PROBLEMS TO WORK ON =>
A – Can you rewrite the listing from the line that has "tree in the photo below, one" through the end of the listing, putting "downpipe" in place of "drainpipe" and changing nothing else?
B – Could you extend the forum thread on sizing the smoothing capacitor for a 5V supply, picking up after its last post?

DOCUMENT SEGMENT =>
The output voltage is specified as 5V +/-1%
This means that the max change in voltage allowed is 0.05V
The capacitor stores electric charge so that current can be maintained between the peaks of the voltage, this is when the voltage is decreasing.
The power that needs to be supplied is 12W .
Can you calculate thew current which must be supplied?
The time between peaks is 0.01s (half a cycle)
Can you calculate the charge that flows in this 0.01s?
This charge comes from the capacitor. If you know the voltage change is 0.05V and also know the charge that must be provided, can you calculate the capacitor value.
Get as far as you can and if you get stuck come back!

 

[technician]

I put my numbers in my procedure and got C = 0.5F
That formula you have gave 0.48F
Looks like you we on the right track. The formula works and I hope that my steps show how the formula comes about !

 

[Elisabeth_91]

Thank you very much for your quick reply.

So you mean:
I,load = P / V,dc = 12W / 5V = 2.4 A
Q,c = I,load / (0.5*T) = 2.4 A * 0.01s
C = Q/U = 0.024C / 0.05V = 0.48F

Is this the correct way?
Is it coincidence that is the same result as with my first approach?

 

[Elisabeth_91]

What about the transformer ratio, was this thought correct?
Thank you very much!

 

[technician]

Yes, you have done more than I would have!
I would just say ratio = Vin/Vout = 220/5 = 44 to 1
One thing to realize that these calculations, in practice, only need to be 'near enough'.
To produce a supply of exactly 5V +/-1% would probably involve using a further electronic circuit... but that is another matter.
Also the capacitor value we calculated is a minimum value anything bigger than 0.5F would do a better job.
Well done

 

[technician]

also...your post #11 is spot on. I think it is better to work through the physics to get the answer, once you can do this then it is OK to use the formula.

WORKING DATA =>
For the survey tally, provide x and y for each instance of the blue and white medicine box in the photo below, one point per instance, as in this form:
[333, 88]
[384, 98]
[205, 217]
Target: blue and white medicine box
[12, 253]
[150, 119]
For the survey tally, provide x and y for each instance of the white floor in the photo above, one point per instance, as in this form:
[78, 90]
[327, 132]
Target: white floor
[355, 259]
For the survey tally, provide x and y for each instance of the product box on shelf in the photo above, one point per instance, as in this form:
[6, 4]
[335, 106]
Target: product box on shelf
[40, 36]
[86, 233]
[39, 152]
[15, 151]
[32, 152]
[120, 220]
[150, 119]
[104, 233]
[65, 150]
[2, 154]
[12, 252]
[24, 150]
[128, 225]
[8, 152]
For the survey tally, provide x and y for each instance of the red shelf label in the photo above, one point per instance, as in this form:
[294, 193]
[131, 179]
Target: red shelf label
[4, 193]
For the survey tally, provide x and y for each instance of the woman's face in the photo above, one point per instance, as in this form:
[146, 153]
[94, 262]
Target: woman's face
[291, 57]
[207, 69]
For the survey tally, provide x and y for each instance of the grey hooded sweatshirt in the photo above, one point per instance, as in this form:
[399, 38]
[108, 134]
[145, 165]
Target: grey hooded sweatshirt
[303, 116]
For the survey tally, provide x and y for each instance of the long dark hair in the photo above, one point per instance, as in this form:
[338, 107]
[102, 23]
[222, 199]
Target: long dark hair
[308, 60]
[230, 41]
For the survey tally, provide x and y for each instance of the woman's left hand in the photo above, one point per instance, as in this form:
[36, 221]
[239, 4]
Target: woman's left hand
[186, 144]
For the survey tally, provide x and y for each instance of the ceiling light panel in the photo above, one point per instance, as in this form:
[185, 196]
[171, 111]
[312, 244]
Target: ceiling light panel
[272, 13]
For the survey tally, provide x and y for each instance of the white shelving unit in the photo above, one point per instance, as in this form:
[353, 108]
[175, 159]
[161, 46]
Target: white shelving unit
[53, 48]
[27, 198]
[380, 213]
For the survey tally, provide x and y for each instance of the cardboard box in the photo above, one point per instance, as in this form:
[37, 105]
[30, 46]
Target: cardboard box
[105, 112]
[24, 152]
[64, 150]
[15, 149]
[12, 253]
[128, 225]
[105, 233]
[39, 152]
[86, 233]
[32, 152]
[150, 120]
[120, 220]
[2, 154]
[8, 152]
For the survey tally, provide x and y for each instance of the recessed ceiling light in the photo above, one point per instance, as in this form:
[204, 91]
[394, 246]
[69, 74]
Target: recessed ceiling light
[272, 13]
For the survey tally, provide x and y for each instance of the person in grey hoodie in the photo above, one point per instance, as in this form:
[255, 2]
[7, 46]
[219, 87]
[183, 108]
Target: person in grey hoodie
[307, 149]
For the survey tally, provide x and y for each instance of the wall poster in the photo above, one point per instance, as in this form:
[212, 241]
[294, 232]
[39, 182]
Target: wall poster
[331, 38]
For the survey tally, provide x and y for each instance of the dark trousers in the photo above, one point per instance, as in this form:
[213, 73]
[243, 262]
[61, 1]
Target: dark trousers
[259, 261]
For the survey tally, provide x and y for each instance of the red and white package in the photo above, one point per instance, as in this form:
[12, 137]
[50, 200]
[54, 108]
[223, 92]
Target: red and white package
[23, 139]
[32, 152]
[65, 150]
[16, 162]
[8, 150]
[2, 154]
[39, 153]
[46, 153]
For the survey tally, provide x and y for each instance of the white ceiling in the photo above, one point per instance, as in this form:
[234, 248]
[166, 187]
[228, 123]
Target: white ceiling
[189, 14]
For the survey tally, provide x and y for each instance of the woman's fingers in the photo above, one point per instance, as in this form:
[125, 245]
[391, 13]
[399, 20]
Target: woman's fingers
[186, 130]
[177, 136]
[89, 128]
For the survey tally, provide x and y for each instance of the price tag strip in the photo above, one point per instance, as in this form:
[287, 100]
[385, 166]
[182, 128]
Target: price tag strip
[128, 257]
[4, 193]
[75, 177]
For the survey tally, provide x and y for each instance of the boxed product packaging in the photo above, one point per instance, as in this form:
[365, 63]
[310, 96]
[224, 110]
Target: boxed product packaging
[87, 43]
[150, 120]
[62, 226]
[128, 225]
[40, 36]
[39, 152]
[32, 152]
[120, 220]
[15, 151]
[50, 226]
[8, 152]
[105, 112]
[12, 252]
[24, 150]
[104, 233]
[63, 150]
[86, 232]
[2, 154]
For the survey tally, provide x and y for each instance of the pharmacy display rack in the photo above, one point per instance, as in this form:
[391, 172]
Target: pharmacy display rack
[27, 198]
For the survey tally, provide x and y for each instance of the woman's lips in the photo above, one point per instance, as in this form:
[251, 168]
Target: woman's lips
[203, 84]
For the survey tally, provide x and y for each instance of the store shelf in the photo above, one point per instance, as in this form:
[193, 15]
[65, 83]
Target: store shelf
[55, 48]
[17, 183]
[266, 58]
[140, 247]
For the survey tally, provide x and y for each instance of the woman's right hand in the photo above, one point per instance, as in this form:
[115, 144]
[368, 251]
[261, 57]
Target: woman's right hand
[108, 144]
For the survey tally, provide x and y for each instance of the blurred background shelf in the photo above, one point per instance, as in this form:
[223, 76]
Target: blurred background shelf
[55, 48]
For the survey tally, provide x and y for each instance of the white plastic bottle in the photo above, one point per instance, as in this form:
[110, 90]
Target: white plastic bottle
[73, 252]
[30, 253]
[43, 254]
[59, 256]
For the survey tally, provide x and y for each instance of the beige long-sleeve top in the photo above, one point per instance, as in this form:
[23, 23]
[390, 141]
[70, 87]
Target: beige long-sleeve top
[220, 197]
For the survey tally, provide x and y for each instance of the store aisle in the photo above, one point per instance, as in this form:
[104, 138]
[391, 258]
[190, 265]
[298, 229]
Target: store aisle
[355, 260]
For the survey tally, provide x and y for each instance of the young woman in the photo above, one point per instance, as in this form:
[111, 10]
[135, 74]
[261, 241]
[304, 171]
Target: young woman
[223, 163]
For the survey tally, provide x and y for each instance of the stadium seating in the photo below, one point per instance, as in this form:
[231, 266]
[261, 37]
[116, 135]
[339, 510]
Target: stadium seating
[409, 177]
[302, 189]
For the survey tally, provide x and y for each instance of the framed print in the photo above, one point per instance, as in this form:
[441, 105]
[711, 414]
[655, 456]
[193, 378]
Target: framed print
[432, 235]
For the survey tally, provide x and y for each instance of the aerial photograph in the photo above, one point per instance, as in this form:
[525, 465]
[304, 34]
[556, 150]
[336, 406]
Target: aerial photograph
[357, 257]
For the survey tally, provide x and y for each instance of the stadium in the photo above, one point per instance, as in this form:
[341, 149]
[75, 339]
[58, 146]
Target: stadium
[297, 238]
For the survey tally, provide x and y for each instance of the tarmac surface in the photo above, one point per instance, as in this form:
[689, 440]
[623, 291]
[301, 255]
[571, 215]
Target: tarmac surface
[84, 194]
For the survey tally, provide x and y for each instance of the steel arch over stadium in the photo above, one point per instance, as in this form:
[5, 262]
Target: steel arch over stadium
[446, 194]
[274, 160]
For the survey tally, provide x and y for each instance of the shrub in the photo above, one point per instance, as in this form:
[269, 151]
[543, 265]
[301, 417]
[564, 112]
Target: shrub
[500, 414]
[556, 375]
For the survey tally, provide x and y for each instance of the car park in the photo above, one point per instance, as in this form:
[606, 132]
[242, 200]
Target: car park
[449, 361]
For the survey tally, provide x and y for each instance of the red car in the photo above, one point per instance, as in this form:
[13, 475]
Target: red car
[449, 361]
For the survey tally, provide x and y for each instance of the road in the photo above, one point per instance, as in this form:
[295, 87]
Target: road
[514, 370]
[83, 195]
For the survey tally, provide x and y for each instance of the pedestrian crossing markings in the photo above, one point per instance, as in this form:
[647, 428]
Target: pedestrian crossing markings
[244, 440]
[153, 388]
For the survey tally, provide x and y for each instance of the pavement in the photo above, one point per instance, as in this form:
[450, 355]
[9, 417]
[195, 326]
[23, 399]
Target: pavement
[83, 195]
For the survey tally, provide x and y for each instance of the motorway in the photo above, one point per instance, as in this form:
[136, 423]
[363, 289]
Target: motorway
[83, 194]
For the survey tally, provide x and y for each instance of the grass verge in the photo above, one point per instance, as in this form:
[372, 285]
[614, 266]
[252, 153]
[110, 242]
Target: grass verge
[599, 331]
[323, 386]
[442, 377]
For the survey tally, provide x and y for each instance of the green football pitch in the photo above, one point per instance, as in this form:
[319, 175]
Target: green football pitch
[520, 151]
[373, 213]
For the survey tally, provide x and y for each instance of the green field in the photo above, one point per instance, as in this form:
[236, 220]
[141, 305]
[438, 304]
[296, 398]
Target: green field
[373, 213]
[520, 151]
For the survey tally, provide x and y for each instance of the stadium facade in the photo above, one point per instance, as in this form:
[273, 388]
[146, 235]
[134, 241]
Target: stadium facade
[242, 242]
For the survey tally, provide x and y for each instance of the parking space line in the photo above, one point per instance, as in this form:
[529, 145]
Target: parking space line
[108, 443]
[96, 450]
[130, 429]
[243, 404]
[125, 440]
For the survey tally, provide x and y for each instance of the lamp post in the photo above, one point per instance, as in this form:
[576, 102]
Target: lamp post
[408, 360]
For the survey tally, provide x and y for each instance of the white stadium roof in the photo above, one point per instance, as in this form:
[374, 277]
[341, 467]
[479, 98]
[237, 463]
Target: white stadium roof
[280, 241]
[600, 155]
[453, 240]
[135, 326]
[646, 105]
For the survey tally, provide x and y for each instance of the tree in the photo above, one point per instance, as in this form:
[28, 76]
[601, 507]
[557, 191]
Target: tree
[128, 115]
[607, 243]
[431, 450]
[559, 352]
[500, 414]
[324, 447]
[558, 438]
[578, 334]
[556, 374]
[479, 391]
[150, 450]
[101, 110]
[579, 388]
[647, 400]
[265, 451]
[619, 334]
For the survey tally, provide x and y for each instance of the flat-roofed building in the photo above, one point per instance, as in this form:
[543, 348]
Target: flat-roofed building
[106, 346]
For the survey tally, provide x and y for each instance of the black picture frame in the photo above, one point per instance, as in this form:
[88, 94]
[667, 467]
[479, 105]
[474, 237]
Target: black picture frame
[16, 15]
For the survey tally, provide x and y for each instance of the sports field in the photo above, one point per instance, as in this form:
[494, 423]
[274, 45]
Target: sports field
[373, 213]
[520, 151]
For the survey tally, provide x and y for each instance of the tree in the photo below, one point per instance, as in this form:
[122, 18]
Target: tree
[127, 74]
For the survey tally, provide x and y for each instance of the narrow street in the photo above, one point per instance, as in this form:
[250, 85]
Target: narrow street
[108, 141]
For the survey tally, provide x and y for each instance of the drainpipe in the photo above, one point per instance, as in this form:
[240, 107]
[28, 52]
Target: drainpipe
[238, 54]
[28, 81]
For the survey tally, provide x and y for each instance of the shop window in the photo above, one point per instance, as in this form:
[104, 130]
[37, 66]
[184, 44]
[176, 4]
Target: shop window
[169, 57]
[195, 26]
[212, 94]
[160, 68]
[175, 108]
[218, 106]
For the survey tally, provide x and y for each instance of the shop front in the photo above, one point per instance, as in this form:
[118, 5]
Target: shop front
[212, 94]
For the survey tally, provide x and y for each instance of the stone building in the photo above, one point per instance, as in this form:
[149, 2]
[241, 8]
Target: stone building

EXPECTED RESPONSES =>
A –
For the survey tally, provide x and y for each instance of the tree in the photo below, one point per instance, as in this form:
[122, 18]
Target: tree
[127, 74]
For the survey tally, provide x and y for each instance of the narrow street in the photo above, one point per instance, as in this form:
[250, 85]
Target: narrow street
[108, 141]
For the survey tally, provide x and y for each instance of the downpipe in the photo above, one point per instance, as in this form:
[240, 107]
[28, 52]
Target: downpipe
[238, 54]
[28, 81]
For the survey tally, provide x and y for each instance of the shop window in the photo above, one point per instance, as in this form:
[104, 130]
[37, 66]
[184, 44]
[176, 4]
Target: shop window
[169, 57]
[195, 26]
[212, 94]
[160, 68]
[175, 108]
[218, 106]
For the survey tally, provide x and y for each instance of the shop front in the photo above, one point per instance, as in this form:
[118, 5]
Target: shop front
[212, 94]
For the survey tally, provide x and y for each instance of the stone building in the photo above, one point per instance, as in this form:
[149, 2]
[241, 8]
Target: stone building

B –
well done

 

[gneill]

Don't forget to account for the diode voltage drops! The 5V +/-1% specification puts a pretty tight constraint on the allowed peak voltage (Vp), which will follow the peak voltage supplied by the bridge rectifier.

 

[technician]

To calculate C I did this:
charge Q = I x t where t is the time for 1/2 cycle (full wave rectification) =1/2f
Q = I/2f
C = Q/V (V is the ripple voltage)
C = 1/2fV

You equation is V = 1/2fC

Both methods are exactly the same

 

[NascentOxygen]

i) transformation ratio

In the end I want a DC Voltage of 5V. Using a full-wave bridge this means
...etc..

I'm guessing that you averaged the full wave rectified waveform to determine this DC value? That analysis only applies where there is no filter capacitor, so is not applicable to your circuit. In your circuit, the big filter capacitor charges to the peak value of the AC and holds this voltage until the next peak. So the DC output will be roughly equal to the peak of the AC (less diode drops).

You calculated 0.5F. That's 500,000 microfarads so is a very large capacitance.

 

[Elisabeth_91]

I know 0.5F is huge.
But can you tell me how to calculate it correctly? I thought that in this case the transformer ratio question can be solved independent from the question of the capacitor.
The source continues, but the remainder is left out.